PAGE EXCERPT
=== Begin Enclosure ===

Figure 12. Draw a probability tree to help with the frequencies.

From our probability tree in Figure 12 it is straight-forward to collect the information we need.

  • Given this population, how many are expected to have HIV? Two.
  • Given the specificity and sensitivity of the assay for HIV, how many persons from this population will test positive? Two.
  • For every positive test result, how many men from this population will actually have HIV? One.

Thus, given this population with the known risk associated, the probability that a man testing positive actually has HIV is 50% (=1/(1+1)).

Use the EBM plugin. Select two-way table, then enter the values as shown in Fig. 13.

EBM plugin with data entry

Figure 13. EBM plugin with data entry

Select the “Diagnosis” option — we are answering the question: How probable is a positive result given information about sensitivity and specificity of a diagnosis test. The results from the EBM functions are given below

Rcmdr> .Table
      Yes No
   +  1    1
   -  0 9998
Rcmdr> fncEBMCrossTab(.table=.Table, .x='', .y='', .ylab='', .xlab='', 
Rcmdr+ .percents='none', .chisq='1', .expected='0', .chisqComp='0', .fisher='0', 
Rcmdr+ .indicators='dg', .decimals=2)

=== End Enclosure ===

WHAT THIS EXERCISE ASKS
1 > In the excerpt on HIV test results, what is the probability that a man who tests positive actually has HIV?
2 > Translate this sentence from the excerpt on HIV test results into Spanish: "Select two-way table, then enter the values as shown in Fig. 13."
3 > Carry on the excerpt on HIV test results from the point where it stops.

DATA EXTRACT
=== Begin Enclosure ===

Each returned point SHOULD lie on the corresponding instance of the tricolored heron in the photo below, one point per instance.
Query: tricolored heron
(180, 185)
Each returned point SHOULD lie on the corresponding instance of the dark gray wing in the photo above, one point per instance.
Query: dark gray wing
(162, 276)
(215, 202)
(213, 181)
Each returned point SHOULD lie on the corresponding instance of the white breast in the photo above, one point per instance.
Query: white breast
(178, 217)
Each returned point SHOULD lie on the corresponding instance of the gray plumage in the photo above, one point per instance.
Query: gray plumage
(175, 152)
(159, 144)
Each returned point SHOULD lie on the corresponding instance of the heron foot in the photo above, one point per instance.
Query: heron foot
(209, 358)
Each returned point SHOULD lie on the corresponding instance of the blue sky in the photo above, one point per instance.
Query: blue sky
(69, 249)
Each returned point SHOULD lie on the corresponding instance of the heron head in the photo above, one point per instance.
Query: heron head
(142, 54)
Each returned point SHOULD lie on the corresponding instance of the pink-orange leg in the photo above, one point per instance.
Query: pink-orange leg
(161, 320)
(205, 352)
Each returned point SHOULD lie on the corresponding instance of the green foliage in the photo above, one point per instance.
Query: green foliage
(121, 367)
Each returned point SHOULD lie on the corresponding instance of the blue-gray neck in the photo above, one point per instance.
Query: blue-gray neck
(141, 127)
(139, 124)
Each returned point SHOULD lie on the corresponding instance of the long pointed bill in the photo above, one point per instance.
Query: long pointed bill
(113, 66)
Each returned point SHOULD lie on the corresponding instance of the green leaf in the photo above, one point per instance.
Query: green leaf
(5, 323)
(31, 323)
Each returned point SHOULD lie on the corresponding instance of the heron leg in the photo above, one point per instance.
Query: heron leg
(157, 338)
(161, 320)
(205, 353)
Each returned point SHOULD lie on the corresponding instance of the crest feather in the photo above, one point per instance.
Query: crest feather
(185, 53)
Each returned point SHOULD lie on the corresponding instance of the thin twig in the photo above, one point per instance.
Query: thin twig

=== End Enclosure ===

ANSWERS GIVEN
1 > 50%

2 > Seleccione la tabla de doble entrada y luego introduzca los valores como se muestra en la Fig. 13.

3 >
# Notations for calculations
        Disease + Disease -
Test +      "a"         "b" 
Test -      "c"         "d"
# Sensitivity (Se) = 100 (95% CI 2.5 - 100) %. Computed using formula: a / (a + c)
# Specificity (Sp) = 99.99 (95% CI 99.94 - 100) %. Computed using formula: d / (b + d)
# Diagnostic accuracy (% of all correct results) = 99.99 (95% CI 99.94 - 100) %. Computed using formula: (a + d) / (a + b + c + d)
# Youden's index = 1 (95% CI 0.02 - 1). Computed using formula: Se + Sp - 1
# Likelihood ratio of a positive test = 9999 (95% CI 1408.63 - 70976.66). Computed using formula: Se / (Sp - 1)
# Likelihood ratio of a negative test = 0 (95% CI 0 - NaN). Computed using formula: (1 - Se) / Sp
# Positive predictive value = 50 (95% CI 1.26 - 98.74) %. Computed using formula: a / (a + b)
# Negative predictive value = 100 (95% CI 99.96 - 100) %. Computed using formula: d / (c + d)
# Number needed to diagnose = 1 (95% CI 1 - 40.91). Computed using formula: 1 / [Se - (1 - Sp)]

Note that the formula’s used to calculate Sensitivity, Specificity, etc., follow our Table 1 (compare to “Notations for calculations”). The use of EBM provides calculations of our confidence intervals.

Questions

  1. The sensitivity of the fecal occult blood test (FOBT) is reported to be 0.68. What is the False Negative Rate?
  2. The specificity of the fecal occult blood test (FOBT) is reported to be 0.98. What is the False Positive Rate?
  3. For men between 50 and 54 years of age, the rate of colon cancer is 61 per 100,000. If the false negative rate of the fecal occult blood test (FOBT) is 10%, how many persons who have colon cancer will test negative?
  4. For men between 50 and 54 years of age, the rate of colon cancer is 61 per 100,000. If the false positive rate of the fecal occult blood test (FOBT) is 10%, how many persons who do not have colon cancer will test positive?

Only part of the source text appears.